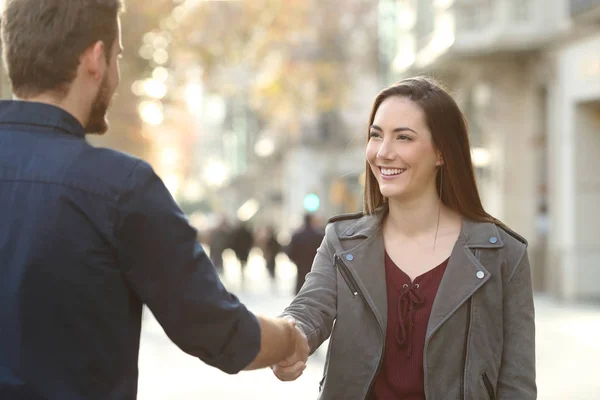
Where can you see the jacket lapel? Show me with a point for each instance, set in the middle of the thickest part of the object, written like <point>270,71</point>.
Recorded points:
<point>464,274</point>
<point>361,250</point>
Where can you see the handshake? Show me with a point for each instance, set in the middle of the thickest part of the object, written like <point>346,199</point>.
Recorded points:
<point>284,347</point>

#### PROBLEM REQUIREMENTS
I'd like the entries above repeated exactly, but without any of their pictures.

#### REPLY TO THE EXERCISE
Where can you see the jacket lapel? Show me with a point for each instance, set in the middle of the thickest part of the object, written like <point>270,71</point>.
Recorded points:
<point>464,274</point>
<point>361,250</point>
Where can you see the handshake? Show me with a point for each instance, set in the middle of the thickest part of the object, written like <point>346,199</point>.
Recorded points:
<point>284,347</point>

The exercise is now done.